DOCUMENT TEXT -
Angry Birds released on iOS platforms on the 11th of December 2009. For a series that would go on to sell in the billions, its launch was a fairly quiet affair. However, in mid-2010, the game went on to top the UK and US App Store charts where it remained for close to a year. Its meteoric success can be attributed to the game’s accessible and addicting gameplay, its family-friendly tone, and being timed perfectly with when the smartphone gaming scene was truly taking off.
These days, it’s hard to find someone who hasn’t at least dabbled in one of the Angry Birds games. Rovio struck gold with that first release, and its original cast of characters quickly became the feathered faces of mobile gaming. Red was the main protagonist who could issue a battle cry when the screen was tapped. The Blues were three small birds who would split apart and attack the structure with a shotgun-like approach. Chuck would shoot towards the pigs at immense speed. Bomb would, well, explode. And Matilda could drop bomb eggs onto the unsuspecting green swine.
Rovio supported the first Angry Birds with a steady stream of new levels, chapters and bird-types. Its success also warranted ports to Android, Windows phones, consoles, handhelds and PC. What followed was a string of Angry Birds games that incrementally evolved the popular formula. Angry Birds Seasons (2010) increased the difficulty while theming its levels around the holidays. Angry Birds Rio (2011) was the first game in the series to be tied to a brand while also introducing boss fights as an extra challenge. Angry Birds Friends (2012) was originally designed for Facebook and included social aspects to the experience. And, Angry Birds Space (2012) set its levels on planets with their own gravitational pull.
Angry Birds Star Wars released in 2012 and themed its levels and characters around the original trilogy. The Star Wars influence also extended to the gameplay with the birds being able to wield lightsabers, shoot blasters, and force push their way through the stormtrooper pigs. A follow-up, Angry Birds Star Wars II, arrived in 2013 with its focus being on the prequel trilogy. The Transformers brand then got into the Angry Birds action with a 2014 side-scrolling shoot-em up starring the Autobirds and the Deceptihogs.

PROVIDED RECORDS -

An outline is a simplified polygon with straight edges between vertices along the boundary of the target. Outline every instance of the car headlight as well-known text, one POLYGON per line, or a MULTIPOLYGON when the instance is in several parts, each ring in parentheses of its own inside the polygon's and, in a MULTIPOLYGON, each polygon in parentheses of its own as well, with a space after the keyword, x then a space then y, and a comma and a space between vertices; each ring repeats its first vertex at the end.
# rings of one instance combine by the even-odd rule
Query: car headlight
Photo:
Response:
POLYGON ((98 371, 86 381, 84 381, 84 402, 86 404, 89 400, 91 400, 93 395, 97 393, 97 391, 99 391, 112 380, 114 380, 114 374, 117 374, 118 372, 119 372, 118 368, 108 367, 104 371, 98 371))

WORK TO DO -
1/ Answer these questions from the Angry Birds text.
(a) On what date did Angry Birds release on iOS platforms?
(b) Which game was the first in the series to be tied to a brand?
(c) Which trilogy was the focus of Angry Birds Star Wars II?
2/ Transcribe the Angry Birds text from "These days, it’s" up to and including "unsuspecting green swine.".
3/ Go on with the Angry Birds text, starting after its last sentence.

EXPECTED OUTPUTS -
1/
(a) The 11th of December 2009.
(b) Angry Birds Rio (2011).
(c) The prequel trilogy.

2/
These days, it’s hard to find someone who hasn’t at least dabbled in one of the Angry Birds games. Rovio struck gold with that first release, and its original cast of characters quickly became the feathered faces of mobile gaming. Red was the main protagonist who could issue a battle cry when the screen was tapped. The Blues were three small birds who would split apart and attack the structure with a shotgun-like approach. Chuck would shoot towards the pigs at immense speed. Bomb would, well, explode. And Matilda could drop bomb eggs onto the unsuspecting green swine.

3/
Rovio kept the Angry Birds machine rolling throughout the decade with a myriad of spinoffs branching out into different genres. These included kart racing games, match-3 games, RPGs, and even a VR title. At long last, Angry Birds 2 arrived in 2015 as the official sequel to the one that started it all. The game didn’t receive the same accolades as the original due to its free-to-play design and randomised gameplay elements. However, the game was still a huge success, being downloaded over 20 million times in just its first week.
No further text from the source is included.